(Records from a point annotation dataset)
================

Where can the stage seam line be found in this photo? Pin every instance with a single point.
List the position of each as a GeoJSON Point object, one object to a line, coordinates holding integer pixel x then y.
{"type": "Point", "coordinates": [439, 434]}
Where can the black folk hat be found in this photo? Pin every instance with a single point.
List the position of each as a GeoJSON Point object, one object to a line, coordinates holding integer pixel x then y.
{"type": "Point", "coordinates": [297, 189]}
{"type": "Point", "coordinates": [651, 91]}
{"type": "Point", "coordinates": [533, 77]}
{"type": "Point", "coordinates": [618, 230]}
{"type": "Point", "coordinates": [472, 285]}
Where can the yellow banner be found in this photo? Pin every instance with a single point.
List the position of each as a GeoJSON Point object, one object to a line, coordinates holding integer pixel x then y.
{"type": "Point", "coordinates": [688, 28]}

================

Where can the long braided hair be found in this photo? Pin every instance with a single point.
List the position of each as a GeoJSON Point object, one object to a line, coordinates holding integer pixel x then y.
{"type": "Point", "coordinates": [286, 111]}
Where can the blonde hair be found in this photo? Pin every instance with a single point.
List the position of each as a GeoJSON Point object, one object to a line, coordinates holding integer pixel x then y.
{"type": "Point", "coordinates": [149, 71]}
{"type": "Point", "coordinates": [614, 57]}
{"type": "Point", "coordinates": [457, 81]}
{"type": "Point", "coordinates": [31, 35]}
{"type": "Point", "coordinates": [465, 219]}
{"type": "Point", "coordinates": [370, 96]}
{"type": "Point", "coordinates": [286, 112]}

================

Return every line of the records above that contains the string "photo", matching case exactly.

**Task output:**
Where can the stage seam line be found in this photo? Pin every instance with a single point.
Where can the black folk hat be found in this photo? Pin every instance with a single point.
Where can the yellow banner be found in this photo? Pin every instance with a single point.
Where can the long braided hair be found in this photo? Pin every instance with a single point.
Where can the blonde hair be found in this photo? Pin every instance with a single point.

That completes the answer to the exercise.